▸ Exercise brief
Please write out the material that follows, exactly as it stands.

▸ Listed entries
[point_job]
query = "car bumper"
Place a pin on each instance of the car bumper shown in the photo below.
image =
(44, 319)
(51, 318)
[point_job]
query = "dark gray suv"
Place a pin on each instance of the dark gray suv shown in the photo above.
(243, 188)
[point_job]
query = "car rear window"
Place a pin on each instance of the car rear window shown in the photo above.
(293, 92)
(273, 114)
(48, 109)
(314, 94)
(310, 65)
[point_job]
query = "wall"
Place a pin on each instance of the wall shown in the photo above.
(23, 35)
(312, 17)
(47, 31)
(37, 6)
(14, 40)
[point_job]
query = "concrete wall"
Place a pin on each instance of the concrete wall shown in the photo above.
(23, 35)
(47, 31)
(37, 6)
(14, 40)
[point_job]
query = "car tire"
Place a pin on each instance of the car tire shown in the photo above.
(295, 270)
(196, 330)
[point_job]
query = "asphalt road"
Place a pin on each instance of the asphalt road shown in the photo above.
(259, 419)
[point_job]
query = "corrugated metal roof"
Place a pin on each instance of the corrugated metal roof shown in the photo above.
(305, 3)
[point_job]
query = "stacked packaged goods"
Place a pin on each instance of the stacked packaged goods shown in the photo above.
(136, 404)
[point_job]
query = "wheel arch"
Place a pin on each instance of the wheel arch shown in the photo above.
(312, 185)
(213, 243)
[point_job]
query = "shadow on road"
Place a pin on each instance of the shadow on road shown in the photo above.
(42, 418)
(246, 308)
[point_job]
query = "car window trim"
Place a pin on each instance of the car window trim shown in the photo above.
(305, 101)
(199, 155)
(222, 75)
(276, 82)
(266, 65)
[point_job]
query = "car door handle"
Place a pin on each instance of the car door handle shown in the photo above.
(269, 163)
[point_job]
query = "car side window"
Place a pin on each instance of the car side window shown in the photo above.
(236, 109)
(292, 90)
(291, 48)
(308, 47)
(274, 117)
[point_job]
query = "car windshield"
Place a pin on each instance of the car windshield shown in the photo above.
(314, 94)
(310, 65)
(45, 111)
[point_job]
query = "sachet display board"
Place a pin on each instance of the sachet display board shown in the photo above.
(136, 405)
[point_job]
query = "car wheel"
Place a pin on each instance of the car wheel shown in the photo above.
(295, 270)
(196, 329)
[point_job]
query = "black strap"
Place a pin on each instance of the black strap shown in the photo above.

▸ Answer below
[point_job]
query = "car bumper"
Place a pin on each instance of the car bumper shown in the photo below.
image =
(44, 319)
(51, 318)
[point_job]
query = "dark gray suv"
Place a pin on each instance of the dark gray suv shown in the photo above.
(243, 188)
[point_job]
query = "car rear window"
Place a pin on each instance of the car rear window shown in the photo above.
(293, 92)
(273, 114)
(48, 109)
(314, 94)
(310, 65)
[point_job]
query = "wall"
Place a pin on each instance of the wall shown in the photo above.
(23, 35)
(312, 17)
(47, 31)
(37, 6)
(14, 40)
[point_job]
query = "concrete wall"
Place a pin on each instance of the concrete wall shown in the photo above.
(23, 35)
(47, 31)
(37, 6)
(14, 40)
[point_job]
query = "car tire"
Place a pin on each instance of the car tire shown in the photo above.
(295, 270)
(196, 330)
[point_job]
query = "asphalt road"
Place a pin on each instance of the asphalt road shown in the photo above.
(259, 419)
[point_job]
query = "corrugated metal roof"
Place a pin on each instance of the corrugated metal roof shown in the photo above.
(305, 3)
[point_job]
query = "stacked packaged goods"
Place a pin on each instance of the stacked packaged goods shown in the photo above.
(136, 404)
[point_job]
query = "wheel arch"
Place a pin on each instance of the wheel arch shown in the photo above.
(312, 185)
(213, 243)
[point_job]
query = "shadow on road"
Place a pin on each instance of the shadow on road shown in the photo above.
(42, 418)
(246, 308)
[point_job]
query = "car window trim"
Place a pin on each instance of the car window trim shown in the photo above.
(305, 101)
(199, 155)
(222, 75)
(276, 82)
(266, 65)
[point_job]
query = "car door handle"
Place a pin on each instance of the car door handle shown in the photo above.
(269, 163)
[point_job]
query = "car side window"
Place a pin on each instance of the car side window shown in the photo above.
(236, 109)
(292, 90)
(291, 48)
(308, 47)
(274, 117)
[point_job]
query = "car windshield"
Place a pin on each instance of the car windshield shown in the photo above.
(314, 94)
(310, 65)
(45, 111)
[point_job]
query = "sachet display board"
Place a pin on each instance of the sachet display board shown in the photo above.
(136, 405)
[point_job]
query = "car wheel"
Place a pin on each instance of the car wheel shown in the photo above.
(295, 270)
(196, 329)
[point_job]
query = "black strap"
Place a pin on each instance of the black strap shown in the photo above.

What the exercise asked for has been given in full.